Aim
Rewrite all of the entries below as a JSON array of strings, with one string for each line and no strings for blank lines.

Entries
━━━━━━━━━━━━━━━━
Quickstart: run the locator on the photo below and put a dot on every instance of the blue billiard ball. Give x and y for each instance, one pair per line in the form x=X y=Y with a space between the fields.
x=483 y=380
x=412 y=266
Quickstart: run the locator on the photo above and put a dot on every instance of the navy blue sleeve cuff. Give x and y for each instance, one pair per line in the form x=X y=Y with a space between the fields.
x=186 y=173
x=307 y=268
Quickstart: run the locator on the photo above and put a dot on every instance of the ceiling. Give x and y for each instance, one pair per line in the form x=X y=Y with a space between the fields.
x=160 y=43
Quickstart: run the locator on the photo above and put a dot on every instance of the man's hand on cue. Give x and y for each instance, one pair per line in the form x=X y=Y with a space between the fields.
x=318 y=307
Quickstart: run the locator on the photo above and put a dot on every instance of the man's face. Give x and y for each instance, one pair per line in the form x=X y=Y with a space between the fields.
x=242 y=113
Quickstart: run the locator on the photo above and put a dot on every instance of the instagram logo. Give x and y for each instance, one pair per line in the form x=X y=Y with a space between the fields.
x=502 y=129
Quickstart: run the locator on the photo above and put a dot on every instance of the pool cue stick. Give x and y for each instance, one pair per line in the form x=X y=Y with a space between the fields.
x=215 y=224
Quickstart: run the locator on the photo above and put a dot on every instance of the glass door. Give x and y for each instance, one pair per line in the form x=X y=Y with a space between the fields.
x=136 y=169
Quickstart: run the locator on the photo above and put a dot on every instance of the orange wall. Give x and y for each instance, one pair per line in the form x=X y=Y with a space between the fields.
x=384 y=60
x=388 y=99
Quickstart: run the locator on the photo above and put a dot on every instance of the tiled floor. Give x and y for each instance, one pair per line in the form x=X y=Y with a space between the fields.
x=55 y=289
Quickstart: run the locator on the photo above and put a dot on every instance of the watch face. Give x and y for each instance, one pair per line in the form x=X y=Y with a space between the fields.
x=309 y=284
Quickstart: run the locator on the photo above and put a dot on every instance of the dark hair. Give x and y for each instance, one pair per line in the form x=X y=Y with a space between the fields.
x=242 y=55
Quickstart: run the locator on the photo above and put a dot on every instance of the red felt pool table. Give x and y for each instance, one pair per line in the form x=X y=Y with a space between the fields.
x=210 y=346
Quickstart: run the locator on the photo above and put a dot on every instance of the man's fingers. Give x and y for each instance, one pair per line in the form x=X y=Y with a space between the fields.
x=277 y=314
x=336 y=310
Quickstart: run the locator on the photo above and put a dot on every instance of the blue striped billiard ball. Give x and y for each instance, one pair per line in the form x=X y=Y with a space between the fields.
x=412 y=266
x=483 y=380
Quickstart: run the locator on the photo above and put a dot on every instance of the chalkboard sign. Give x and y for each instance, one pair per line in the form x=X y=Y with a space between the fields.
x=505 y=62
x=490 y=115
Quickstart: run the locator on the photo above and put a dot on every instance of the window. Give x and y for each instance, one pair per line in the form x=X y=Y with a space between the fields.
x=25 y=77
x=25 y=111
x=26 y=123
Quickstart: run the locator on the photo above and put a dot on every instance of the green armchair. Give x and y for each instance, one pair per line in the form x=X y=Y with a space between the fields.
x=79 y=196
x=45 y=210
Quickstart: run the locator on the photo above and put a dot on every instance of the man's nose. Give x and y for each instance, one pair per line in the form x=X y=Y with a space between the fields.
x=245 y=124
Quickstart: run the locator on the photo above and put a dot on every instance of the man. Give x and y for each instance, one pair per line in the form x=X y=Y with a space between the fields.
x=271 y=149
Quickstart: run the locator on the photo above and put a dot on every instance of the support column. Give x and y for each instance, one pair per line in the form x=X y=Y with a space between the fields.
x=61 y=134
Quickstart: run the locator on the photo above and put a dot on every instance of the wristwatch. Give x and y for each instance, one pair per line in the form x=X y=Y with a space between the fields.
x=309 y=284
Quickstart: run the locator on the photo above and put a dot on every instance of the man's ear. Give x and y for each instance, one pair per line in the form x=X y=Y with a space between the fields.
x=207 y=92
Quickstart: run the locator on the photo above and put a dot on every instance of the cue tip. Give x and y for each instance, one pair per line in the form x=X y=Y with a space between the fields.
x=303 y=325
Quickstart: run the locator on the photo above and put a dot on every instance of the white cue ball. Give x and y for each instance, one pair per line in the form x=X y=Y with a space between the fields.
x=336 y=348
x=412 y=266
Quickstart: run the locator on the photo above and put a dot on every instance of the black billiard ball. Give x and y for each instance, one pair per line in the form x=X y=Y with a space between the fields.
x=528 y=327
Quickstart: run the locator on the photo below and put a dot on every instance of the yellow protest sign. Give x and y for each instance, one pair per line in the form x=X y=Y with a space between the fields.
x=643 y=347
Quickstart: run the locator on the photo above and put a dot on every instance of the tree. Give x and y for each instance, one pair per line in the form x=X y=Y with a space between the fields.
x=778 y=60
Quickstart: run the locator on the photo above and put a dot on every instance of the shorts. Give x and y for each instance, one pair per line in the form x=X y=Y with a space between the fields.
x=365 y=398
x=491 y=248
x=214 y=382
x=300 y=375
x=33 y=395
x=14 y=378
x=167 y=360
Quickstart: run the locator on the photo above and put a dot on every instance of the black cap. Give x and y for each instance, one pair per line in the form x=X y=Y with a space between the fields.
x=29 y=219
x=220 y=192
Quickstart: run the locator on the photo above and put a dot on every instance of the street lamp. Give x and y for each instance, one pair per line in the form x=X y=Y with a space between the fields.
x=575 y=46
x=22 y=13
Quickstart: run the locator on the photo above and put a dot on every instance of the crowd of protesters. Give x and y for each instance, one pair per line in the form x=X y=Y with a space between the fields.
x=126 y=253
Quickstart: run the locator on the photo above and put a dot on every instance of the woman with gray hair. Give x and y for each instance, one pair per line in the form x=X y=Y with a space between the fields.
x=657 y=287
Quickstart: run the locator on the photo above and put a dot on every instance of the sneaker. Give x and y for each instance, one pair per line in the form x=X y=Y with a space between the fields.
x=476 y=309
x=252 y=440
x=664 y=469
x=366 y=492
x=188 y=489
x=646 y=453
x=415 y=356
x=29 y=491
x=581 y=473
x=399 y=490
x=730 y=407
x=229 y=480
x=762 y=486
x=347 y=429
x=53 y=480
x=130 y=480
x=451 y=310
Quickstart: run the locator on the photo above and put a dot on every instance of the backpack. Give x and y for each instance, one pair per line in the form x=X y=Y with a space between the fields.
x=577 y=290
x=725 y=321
━━━━━━━━━━━━━━━━
Result for this task
[
  "Quickstart: run the locator on the photo below and put a dot on every instance of the blue billiard ball. Give x and y for each instance, one pair per line in the form x=X y=Y with a space between the fields.",
  "x=483 y=380",
  "x=412 y=266",
  "Quickstart: run the locator on the photo above and put a dot on every instance of the navy blue sleeve cuff. Give x and y for each instance, one pair per line in the form x=X y=Y with a space between the fields.",
  "x=186 y=173",
  "x=307 y=268",
  "Quickstart: run the locator on the photo above and put a dot on every instance of the ceiling. Give x and y for each instance, one pair per line in the form x=X y=Y with a space between the fields.",
  "x=160 y=43",
  "Quickstart: run the locator on the photo above and put a dot on every instance of the man's hand on cue. Give x and y for each instance, one pair per line in the form x=X y=Y with a space between the fields.",
  "x=318 y=307",
  "Quickstart: run the locator on the photo above and put a dot on every instance of the man's face. Give x and y for each instance, one pair per line in the form x=X y=Y with a space between the fields.",
  "x=242 y=113",
  "Quickstart: run the locator on the photo above and put a dot on every instance of the instagram logo. Give x and y for each instance, one pair per line in the form x=X y=Y with a space between the fields.",
  "x=502 y=129",
  "Quickstart: run the locator on the photo above and put a dot on every instance of the pool cue stick. Give x and y for each instance, one pair per line in the form x=X y=Y with a space between the fields.",
  "x=215 y=224",
  "Quickstart: run the locator on the photo above and put a dot on every instance of the glass door. Give x and y for each instance, one pair per line in the form x=X y=Y with a space between the fields.",
  "x=136 y=169",
  "Quickstart: run the locator on the photo above and put a dot on every instance of the orange wall. Give x and y for each instance, one pair per line in the form x=X y=Y with a space between the fields.",
  "x=384 y=60",
  "x=388 y=99",
  "Quickstart: run the locator on the photo above and put a dot on every instance of the tiled floor. Give x and y for each instance, one pair per line in the form x=X y=Y with a space between the fields.",
  "x=55 y=289",
  "Quickstart: run the locator on the photo above and put a dot on every instance of the watch face. Give x and y for each instance, one pair per line in the form x=X y=Y with a space between the fields.",
  "x=309 y=284",
  "Quickstart: run the locator on the photo above and put a dot on every instance of the dark hair. Give x and y for each instance, one pair per line in the form x=X y=Y with a space between the fields.",
  "x=242 y=55",
  "Quickstart: run the locator on the photo above and put a dot on every instance of the red felt pool table. Give x and y for each instance, one pair per line in the form x=X y=Y with a space between the fields.",
  "x=210 y=346",
  "Quickstart: run the locator on the photo above and put a dot on every instance of the man's fingers. Give x and y for each instance, one pair per line in the form x=X y=Y with a space between the fields.",
  "x=277 y=314",
  "x=336 y=310",
  "Quickstart: run the locator on the photo above and put a dot on every instance of the blue striped billiard ball. Give x and y for each instance, one pair per line in the form x=X y=Y with a space between the fields.",
  "x=412 y=266",
  "x=483 y=380",
  "Quickstart: run the locator on the photo above and put a dot on every instance of the chalkboard sign. Give x and y for each instance, one pair per line in the form x=X y=Y with a space between the fields.",
  "x=505 y=62",
  "x=490 y=115",
  "Quickstart: run the locator on the photo above and put a dot on every instance of the window. Give x and y for each instance, one pair per line in the form x=X y=Y with a space between the fields.",
  "x=25 y=77",
  "x=25 y=111",
  "x=26 y=123",
  "Quickstart: run the locator on the photo above and put a dot on every instance of the green armchair. Give x and y for each instance, one pair per line in the form x=X y=Y with a space between the fields.",
  "x=79 y=196",
  "x=45 y=210",
  "Quickstart: run the locator on the photo above and put a dot on every instance of the man's nose. Give x and y for each instance, one pair per line in the form x=X y=Y with a space between the fields.",
  "x=245 y=124",
  "Quickstart: run the locator on the photo above and put a dot on every instance of the man. Give x and y for each instance, one pair per line in the form x=X y=Y with a space between the fields.",
  "x=271 y=149",
  "Quickstart: run the locator on the photo above and put a dot on every instance of the support column. Give x and y for each instance, one pair per line in the form x=X y=Y with a space between the fields.",
  "x=61 y=134",
  "Quickstart: run the locator on the photo above and put a dot on every instance of the wristwatch. Give x and y for each instance, one pair per line in the form x=X y=Y with a space between the fields.",
  "x=309 y=284",
  "Quickstart: run the locator on the photo above and put a dot on every instance of the man's ear. Give x and y for each instance, one pair per line in the form x=X y=Y with a space between the fields.",
  "x=207 y=92",
  "Quickstart: run the locator on the photo above and put a dot on every instance of the cue tip. Give x and y for each instance, one pair per line in the form x=X y=Y with a space between the fields.",
  "x=303 y=325",
  "Quickstart: run the locator on the photo above and put a dot on every instance of the white cue ball. Give x and y for each instance, one pair per line in the form x=X y=Y with a space between the fields.",
  "x=336 y=348",
  "x=412 y=266",
  "Quickstart: run the locator on the photo above and put a dot on every instance of the black billiard ball. Give x and y for each instance, one pair per line in the form x=X y=Y with a space between the fields.",
  "x=528 y=327",
  "Quickstart: run the locator on the photo below and put a dot on every instance of the yellow protest sign. Give x and y for each instance, one pair per line in the form x=X y=Y with a space between the fields.",
  "x=643 y=347",
  "Quickstart: run the locator on the photo above and put a dot on every instance of the tree. Give x and y for each instance, one pair per line in the form x=X y=Y with a space between the fields.",
  "x=778 y=60",
  "Quickstart: run the locator on the photo above and put a dot on every instance of the shorts. Give x and y for each instance, one pair per line in the form x=X y=Y with a space between the fields.",
  "x=365 y=398",
  "x=491 y=248",
  "x=214 y=382",
  "x=300 y=375",
  "x=33 y=395",
  "x=14 y=378",
  "x=167 y=360",
  "Quickstart: run the locator on the photo above and put a dot on every instance of the black cap. Give x and y for each instance, one pair per line in the form x=X y=Y with a space between the fields.",
  "x=29 y=219",
  "x=220 y=192",
  "Quickstart: run the locator on the photo above and put a dot on every instance of the street lamp. Give x and y for each instance, one pair per line in the form x=X y=Y with a space between the fields.",
  "x=575 y=46",
  "x=22 y=13",
  "Quickstart: run the locator on the photo above and put a dot on every instance of the crowd of protesters. Give x and y for each instance, one pair per line in the form x=X y=Y with a space between the fields.",
  "x=126 y=253",
  "Quickstart: run the locator on the photo above and put a dot on every instance of the woman with gray hair. Give x and y for each instance, one pair per line in the form x=X y=Y with a space between the fields.",
  "x=657 y=287",
  "Quickstart: run the locator on the photo above and put a dot on every instance of the sneaker. Give x and y for each instance, one pair per line in the form x=X y=Y with a space between the fields.",
  "x=476 y=309",
  "x=252 y=440",
  "x=664 y=469",
  "x=366 y=492",
  "x=188 y=489",
  "x=646 y=453",
  "x=415 y=356",
  "x=29 y=491",
  "x=581 y=473",
  "x=399 y=490",
  "x=730 y=407",
  "x=229 y=480",
  "x=762 y=486",
  "x=347 y=429",
  "x=53 y=480",
  "x=130 y=480",
  "x=451 y=310",
  "Quickstart: run the locator on the photo above and put a dot on every instance of the backpack. Give x and y for each instance, one pair per line in the form x=X y=Y with a space between the fields.",
  "x=577 y=290",
  "x=725 y=321"
]